MATERIAL SUPPLIED.
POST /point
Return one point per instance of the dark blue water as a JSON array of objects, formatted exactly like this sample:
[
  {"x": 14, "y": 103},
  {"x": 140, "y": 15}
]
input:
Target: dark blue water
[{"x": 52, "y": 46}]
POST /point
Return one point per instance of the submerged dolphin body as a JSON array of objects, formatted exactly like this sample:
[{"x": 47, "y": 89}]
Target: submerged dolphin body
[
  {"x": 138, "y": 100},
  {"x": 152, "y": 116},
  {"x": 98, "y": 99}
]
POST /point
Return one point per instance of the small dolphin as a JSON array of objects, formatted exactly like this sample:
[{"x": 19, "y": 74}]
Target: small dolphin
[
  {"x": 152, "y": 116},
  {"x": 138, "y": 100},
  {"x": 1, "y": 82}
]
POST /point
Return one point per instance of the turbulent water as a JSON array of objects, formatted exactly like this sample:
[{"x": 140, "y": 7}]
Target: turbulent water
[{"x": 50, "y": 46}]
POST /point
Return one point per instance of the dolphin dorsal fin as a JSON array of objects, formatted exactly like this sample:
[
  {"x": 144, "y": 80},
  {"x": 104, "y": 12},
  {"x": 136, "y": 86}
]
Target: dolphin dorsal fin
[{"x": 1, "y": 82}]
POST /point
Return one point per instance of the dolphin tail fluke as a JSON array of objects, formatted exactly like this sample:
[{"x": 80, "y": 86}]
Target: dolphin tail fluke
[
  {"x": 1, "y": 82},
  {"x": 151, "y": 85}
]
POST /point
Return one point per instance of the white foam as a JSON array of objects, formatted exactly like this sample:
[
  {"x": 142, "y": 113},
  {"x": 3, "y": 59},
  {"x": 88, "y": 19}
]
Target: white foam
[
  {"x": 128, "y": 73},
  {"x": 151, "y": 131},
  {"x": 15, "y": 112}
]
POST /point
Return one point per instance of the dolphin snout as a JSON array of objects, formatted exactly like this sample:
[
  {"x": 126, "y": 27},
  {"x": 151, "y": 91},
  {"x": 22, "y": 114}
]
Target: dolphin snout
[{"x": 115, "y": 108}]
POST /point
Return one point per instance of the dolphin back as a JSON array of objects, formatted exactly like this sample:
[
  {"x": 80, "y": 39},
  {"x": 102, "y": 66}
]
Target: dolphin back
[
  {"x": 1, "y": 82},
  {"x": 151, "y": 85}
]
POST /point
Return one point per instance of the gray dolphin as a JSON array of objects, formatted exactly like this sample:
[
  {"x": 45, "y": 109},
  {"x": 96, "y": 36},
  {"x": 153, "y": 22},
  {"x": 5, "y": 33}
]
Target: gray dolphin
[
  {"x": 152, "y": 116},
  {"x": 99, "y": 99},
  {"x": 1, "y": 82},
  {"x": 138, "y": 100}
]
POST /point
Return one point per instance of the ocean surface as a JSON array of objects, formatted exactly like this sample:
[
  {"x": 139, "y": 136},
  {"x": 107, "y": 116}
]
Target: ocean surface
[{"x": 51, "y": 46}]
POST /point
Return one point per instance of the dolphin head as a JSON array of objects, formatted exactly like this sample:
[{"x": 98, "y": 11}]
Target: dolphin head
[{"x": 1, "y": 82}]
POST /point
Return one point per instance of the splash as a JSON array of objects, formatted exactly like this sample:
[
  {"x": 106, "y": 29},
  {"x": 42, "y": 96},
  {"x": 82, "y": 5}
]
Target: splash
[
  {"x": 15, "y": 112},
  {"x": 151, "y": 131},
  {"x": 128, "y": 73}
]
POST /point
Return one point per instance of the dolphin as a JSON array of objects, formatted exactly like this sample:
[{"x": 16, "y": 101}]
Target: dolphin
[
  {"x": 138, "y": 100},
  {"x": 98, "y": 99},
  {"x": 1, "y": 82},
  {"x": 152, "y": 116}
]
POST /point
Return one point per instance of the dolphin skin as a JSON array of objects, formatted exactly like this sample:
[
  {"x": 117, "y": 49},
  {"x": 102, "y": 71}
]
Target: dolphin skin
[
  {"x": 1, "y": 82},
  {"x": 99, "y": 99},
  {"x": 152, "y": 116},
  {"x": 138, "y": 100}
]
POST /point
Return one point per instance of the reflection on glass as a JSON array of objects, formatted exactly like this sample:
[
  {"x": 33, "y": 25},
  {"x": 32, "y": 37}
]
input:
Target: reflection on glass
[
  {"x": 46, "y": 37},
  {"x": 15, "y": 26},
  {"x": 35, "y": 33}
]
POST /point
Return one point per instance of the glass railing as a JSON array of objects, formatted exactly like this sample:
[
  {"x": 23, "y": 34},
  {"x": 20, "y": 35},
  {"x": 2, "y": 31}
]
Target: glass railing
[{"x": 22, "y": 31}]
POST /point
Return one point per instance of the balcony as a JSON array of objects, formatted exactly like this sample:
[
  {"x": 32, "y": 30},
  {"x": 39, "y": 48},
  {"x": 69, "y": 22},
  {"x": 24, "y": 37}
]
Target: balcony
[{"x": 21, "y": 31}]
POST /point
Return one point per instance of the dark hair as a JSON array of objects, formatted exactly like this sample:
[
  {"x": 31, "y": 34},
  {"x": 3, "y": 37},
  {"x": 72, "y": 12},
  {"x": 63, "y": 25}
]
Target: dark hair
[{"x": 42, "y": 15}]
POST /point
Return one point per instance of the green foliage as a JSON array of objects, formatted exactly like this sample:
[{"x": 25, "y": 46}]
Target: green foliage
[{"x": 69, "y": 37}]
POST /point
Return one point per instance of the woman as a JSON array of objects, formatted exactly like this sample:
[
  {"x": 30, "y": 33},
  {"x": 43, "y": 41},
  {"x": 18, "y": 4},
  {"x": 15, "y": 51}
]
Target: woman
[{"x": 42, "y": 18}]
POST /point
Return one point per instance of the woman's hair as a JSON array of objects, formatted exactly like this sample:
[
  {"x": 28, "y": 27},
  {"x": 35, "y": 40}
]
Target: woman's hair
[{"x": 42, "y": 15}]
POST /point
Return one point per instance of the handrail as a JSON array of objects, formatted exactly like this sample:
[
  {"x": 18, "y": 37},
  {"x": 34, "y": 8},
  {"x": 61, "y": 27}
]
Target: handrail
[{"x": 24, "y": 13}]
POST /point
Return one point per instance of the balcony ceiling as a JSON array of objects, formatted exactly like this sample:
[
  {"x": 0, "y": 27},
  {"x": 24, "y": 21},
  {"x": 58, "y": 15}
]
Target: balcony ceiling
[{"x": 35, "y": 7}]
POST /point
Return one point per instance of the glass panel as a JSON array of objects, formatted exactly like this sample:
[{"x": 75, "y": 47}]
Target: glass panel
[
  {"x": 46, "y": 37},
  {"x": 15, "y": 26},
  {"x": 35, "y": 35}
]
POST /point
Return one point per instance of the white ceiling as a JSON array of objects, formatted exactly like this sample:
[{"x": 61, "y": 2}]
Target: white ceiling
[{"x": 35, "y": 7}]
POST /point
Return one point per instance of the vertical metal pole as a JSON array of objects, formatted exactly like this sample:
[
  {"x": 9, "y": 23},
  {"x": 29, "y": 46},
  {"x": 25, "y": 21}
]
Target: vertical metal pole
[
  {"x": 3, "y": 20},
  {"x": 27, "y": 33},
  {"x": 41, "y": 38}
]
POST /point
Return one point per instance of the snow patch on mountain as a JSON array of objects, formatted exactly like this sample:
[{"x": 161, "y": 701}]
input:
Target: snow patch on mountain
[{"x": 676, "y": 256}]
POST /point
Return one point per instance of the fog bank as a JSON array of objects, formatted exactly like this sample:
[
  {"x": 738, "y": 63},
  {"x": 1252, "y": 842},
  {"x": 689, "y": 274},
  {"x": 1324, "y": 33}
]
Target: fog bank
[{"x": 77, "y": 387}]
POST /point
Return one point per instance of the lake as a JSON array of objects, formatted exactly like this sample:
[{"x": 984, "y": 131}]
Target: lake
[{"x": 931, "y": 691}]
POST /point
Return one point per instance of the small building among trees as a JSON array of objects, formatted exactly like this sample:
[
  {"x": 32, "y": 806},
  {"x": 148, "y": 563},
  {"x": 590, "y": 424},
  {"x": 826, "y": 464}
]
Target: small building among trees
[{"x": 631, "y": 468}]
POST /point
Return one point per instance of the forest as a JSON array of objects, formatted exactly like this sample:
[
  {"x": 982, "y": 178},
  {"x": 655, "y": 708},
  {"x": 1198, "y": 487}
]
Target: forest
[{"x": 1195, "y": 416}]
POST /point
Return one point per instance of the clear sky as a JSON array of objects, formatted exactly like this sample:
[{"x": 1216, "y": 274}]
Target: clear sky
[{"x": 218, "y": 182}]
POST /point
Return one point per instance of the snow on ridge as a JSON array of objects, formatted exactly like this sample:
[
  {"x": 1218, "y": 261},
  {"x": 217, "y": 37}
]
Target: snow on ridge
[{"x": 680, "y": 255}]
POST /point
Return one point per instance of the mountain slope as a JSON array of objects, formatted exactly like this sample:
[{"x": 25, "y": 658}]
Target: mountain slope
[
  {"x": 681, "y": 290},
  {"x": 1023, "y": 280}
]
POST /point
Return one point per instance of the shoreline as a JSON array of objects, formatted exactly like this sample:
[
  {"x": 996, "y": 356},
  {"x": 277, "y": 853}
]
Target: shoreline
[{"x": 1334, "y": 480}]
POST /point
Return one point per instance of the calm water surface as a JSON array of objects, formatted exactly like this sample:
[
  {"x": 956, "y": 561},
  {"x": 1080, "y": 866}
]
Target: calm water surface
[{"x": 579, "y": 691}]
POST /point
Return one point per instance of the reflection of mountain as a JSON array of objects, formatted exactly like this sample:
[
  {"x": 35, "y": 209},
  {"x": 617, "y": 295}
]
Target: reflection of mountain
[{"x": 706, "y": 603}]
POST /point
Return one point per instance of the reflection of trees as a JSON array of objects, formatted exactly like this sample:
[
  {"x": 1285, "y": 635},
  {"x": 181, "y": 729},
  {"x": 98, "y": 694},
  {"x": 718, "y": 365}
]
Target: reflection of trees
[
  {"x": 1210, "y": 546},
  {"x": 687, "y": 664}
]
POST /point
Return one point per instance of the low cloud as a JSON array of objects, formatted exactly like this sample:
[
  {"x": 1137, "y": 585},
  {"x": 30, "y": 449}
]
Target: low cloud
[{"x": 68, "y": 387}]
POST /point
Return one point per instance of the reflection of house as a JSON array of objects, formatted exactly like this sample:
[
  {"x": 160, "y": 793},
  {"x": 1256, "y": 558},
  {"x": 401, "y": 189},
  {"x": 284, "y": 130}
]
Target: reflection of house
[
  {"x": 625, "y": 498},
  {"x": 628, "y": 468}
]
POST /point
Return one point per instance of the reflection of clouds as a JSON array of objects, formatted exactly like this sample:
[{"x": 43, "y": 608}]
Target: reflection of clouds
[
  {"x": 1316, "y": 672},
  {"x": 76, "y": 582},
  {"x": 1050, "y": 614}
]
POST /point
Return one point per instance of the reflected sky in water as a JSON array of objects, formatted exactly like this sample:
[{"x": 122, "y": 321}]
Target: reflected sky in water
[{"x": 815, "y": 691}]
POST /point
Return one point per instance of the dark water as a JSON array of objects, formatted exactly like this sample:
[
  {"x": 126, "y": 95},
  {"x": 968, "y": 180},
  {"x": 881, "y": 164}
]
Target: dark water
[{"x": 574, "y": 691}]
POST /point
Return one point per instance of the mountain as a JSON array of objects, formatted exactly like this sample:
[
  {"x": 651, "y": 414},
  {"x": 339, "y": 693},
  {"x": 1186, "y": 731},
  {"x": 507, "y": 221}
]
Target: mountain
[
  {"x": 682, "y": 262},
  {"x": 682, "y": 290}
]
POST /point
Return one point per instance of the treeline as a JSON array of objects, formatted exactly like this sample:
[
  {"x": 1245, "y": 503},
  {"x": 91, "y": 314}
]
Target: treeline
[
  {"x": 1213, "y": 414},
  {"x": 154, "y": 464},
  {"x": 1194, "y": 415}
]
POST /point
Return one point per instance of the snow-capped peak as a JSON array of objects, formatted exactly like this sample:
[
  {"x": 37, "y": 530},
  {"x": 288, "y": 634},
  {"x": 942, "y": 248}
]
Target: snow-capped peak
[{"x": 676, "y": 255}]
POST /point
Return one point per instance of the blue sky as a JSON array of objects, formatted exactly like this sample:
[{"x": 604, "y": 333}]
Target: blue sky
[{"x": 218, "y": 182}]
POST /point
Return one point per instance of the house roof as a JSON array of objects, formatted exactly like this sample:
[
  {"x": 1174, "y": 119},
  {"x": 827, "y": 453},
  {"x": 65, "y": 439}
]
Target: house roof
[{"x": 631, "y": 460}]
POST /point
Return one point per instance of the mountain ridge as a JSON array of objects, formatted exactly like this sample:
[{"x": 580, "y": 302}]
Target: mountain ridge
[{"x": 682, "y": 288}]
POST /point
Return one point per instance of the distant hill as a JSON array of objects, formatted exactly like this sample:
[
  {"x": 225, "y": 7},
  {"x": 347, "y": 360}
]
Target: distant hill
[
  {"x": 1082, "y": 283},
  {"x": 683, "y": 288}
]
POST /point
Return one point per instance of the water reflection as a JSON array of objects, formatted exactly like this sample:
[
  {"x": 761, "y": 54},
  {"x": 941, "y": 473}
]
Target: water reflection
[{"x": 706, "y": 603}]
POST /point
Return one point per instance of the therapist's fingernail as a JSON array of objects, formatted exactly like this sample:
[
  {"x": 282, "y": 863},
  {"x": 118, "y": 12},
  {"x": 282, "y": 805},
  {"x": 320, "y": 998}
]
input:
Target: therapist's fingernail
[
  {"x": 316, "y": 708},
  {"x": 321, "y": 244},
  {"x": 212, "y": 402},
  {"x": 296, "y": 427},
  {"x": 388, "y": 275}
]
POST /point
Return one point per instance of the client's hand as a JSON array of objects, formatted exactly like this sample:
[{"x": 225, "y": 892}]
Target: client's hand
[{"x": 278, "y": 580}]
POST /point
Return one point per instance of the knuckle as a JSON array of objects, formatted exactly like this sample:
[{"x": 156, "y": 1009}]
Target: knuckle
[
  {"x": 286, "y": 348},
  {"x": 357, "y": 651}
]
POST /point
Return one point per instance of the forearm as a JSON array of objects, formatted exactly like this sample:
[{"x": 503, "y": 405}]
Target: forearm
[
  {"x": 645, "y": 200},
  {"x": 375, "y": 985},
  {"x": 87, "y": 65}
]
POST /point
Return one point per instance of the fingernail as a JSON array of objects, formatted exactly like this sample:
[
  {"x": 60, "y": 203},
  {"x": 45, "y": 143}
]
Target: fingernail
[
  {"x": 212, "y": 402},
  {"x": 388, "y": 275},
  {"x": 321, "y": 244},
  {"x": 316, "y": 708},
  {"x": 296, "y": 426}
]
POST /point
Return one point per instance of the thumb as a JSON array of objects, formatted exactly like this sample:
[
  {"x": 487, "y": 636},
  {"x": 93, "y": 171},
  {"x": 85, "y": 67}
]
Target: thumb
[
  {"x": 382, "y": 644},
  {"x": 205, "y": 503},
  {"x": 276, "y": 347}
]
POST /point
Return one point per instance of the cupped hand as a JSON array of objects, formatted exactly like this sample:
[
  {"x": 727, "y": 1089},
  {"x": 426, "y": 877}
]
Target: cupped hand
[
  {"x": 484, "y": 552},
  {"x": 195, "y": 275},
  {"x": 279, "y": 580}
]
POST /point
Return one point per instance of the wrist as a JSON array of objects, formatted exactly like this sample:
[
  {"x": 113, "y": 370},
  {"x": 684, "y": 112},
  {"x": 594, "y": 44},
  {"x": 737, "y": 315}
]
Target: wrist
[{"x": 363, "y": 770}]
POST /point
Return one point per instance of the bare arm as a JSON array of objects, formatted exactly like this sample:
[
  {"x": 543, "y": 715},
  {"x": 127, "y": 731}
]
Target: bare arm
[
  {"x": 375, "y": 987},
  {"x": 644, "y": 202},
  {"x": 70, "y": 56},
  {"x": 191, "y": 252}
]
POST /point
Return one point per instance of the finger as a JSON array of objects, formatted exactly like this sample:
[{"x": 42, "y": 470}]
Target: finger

INSTRUCTIONS TO FOLLOW. List every line above that contains the string "building", copying each line in full.

THE ANSWER.
Return one point per instance of the small building among trees as a JSON array of objects, formatted exactly like this sample:
Target: small building among trees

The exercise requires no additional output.